## The problem
A stretch of the entries below is to be set down exactly, running from the line with "the pink and black hair" through the line with "the grass lawn", both included, and no other line.

══ Task input

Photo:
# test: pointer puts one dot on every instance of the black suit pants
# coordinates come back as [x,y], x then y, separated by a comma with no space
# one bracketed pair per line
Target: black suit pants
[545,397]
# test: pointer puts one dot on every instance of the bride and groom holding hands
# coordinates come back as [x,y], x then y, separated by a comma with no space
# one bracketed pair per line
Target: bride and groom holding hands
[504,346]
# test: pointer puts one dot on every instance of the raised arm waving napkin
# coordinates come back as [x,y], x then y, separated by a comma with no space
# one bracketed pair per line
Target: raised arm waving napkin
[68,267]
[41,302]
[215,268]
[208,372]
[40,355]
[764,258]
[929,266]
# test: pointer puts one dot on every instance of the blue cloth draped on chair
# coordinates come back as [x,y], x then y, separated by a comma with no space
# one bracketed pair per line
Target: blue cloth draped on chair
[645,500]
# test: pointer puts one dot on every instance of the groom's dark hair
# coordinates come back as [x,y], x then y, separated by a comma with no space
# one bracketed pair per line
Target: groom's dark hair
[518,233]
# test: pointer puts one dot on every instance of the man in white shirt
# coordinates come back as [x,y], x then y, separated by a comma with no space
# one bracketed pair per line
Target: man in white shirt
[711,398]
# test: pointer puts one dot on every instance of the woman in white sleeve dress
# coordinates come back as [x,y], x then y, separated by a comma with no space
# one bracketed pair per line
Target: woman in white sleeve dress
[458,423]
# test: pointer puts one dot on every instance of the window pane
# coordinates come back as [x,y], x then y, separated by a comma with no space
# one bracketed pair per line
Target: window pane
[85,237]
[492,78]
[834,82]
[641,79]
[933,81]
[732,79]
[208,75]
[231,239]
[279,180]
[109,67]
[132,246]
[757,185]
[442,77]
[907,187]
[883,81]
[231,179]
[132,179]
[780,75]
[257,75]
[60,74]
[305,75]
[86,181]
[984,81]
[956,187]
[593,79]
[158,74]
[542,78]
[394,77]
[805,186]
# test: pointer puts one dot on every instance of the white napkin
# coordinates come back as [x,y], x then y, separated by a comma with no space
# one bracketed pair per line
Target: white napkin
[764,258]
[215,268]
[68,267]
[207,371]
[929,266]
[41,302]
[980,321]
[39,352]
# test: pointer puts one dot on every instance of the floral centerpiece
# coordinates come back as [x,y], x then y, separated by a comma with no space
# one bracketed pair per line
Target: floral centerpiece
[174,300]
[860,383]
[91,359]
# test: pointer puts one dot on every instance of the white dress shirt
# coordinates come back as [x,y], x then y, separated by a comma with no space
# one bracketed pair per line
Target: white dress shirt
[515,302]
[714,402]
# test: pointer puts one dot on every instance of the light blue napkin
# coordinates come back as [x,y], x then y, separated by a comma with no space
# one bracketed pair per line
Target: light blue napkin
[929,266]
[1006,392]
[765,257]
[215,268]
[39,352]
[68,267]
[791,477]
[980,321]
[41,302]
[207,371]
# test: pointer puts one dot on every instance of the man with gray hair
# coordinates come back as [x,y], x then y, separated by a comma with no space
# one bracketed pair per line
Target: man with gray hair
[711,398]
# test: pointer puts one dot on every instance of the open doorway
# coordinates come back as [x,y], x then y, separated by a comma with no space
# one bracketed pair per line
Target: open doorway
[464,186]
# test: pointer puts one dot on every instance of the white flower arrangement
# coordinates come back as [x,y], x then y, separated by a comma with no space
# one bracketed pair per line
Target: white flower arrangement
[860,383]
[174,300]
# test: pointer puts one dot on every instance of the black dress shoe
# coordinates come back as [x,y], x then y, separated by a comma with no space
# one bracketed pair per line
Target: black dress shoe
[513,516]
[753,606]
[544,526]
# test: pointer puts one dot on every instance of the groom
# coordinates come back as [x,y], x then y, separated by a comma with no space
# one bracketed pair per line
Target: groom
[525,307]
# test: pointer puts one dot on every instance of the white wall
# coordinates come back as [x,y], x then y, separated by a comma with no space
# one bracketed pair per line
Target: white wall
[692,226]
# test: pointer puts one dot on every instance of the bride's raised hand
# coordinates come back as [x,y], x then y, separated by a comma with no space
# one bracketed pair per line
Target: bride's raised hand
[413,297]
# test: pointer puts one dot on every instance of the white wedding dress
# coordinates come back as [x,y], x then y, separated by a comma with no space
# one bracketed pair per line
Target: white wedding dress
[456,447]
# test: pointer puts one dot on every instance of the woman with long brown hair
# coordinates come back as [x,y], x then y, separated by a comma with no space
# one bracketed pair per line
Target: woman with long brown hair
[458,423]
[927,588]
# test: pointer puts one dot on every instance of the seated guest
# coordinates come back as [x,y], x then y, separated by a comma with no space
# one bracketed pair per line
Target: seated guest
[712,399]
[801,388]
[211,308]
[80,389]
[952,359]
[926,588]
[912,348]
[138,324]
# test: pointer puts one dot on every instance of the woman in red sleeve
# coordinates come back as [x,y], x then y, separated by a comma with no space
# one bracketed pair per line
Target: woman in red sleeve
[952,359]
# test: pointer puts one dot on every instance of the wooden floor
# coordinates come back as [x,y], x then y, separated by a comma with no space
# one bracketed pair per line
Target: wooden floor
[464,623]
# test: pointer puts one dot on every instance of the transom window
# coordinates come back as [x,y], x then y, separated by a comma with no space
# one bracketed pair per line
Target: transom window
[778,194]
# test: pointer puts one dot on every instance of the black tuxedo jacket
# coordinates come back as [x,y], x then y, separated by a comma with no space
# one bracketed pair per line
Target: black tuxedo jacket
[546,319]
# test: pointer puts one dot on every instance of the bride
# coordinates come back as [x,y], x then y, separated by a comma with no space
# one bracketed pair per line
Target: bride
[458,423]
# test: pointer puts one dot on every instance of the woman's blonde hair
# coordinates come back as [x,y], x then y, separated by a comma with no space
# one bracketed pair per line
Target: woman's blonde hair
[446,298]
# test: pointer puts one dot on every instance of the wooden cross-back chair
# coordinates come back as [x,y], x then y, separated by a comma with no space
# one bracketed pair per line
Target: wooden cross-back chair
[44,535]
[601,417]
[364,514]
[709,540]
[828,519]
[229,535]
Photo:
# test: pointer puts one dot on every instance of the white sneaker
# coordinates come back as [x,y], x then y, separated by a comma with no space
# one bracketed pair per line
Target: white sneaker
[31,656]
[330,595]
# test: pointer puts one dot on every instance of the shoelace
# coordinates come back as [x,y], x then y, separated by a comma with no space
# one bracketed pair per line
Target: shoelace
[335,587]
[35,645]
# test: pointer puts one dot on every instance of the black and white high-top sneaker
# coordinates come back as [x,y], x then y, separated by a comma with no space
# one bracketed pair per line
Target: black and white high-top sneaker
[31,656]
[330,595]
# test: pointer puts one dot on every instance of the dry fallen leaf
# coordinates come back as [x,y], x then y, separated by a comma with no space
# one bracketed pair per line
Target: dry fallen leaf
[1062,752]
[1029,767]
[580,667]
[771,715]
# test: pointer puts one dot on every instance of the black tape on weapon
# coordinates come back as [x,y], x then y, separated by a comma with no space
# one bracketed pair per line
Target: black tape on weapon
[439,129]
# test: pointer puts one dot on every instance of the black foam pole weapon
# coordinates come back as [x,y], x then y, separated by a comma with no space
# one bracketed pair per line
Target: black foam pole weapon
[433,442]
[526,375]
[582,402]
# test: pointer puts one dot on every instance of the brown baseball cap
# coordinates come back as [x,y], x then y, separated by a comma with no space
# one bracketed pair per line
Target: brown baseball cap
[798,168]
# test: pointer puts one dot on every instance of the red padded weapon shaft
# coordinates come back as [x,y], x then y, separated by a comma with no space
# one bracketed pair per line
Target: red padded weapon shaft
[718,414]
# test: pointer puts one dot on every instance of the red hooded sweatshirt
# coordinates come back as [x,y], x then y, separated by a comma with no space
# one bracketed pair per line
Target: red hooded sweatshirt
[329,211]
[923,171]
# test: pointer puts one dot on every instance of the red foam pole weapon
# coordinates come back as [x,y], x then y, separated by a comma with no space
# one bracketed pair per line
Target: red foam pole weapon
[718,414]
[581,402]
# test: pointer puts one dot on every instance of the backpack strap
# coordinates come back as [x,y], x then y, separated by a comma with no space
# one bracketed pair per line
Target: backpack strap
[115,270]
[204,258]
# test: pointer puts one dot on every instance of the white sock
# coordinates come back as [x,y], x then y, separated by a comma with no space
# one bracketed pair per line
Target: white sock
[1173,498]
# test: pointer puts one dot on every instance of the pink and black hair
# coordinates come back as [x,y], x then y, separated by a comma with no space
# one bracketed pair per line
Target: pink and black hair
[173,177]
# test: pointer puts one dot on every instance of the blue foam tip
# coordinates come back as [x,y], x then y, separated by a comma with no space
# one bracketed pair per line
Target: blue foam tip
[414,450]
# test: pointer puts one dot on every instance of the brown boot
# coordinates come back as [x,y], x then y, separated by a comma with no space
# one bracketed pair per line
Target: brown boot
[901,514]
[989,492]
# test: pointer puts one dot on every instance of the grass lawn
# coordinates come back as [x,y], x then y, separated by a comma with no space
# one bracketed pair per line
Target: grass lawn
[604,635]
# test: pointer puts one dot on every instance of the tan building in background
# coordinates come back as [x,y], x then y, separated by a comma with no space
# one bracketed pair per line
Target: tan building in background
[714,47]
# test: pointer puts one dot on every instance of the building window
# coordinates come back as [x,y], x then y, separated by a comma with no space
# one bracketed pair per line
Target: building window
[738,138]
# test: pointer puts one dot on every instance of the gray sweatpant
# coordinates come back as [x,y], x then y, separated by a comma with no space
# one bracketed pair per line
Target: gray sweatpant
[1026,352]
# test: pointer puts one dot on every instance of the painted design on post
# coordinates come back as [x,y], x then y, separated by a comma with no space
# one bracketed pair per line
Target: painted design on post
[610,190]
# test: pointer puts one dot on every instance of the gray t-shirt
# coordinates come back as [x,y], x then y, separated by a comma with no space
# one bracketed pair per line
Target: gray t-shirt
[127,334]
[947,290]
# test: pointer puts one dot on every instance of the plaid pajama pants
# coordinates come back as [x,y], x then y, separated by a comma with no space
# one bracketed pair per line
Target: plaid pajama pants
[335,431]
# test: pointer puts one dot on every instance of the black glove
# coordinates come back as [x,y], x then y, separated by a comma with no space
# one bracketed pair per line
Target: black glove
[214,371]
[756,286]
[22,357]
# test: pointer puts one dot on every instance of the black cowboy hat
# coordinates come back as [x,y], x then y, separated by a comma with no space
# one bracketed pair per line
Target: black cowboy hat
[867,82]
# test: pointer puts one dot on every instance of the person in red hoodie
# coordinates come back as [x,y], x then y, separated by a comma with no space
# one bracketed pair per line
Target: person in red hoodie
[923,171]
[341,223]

════

## Task result
# test: pointer puts one dot on every instance of the pink and black hair
# coordinates come back as [x,y], x then y, separated by a comma with no space
# one bracketed pair per line
Target: pink and black hair
[173,177]
# test: pointer puts one dot on every instance of the blue foam tip
# coordinates come back as [x,y], x then y, separated by a comma with no space
# one bracketed pair per line
Target: blue foam tip
[414,450]
# test: pointer puts one dot on every instance of the brown boot
# coordinates come back as [x,y], x then y, separated by a comma with no space
# one bracketed pair per line
Target: brown boot
[901,514]
[989,492]
# test: pointer puts one dot on every instance of the grass lawn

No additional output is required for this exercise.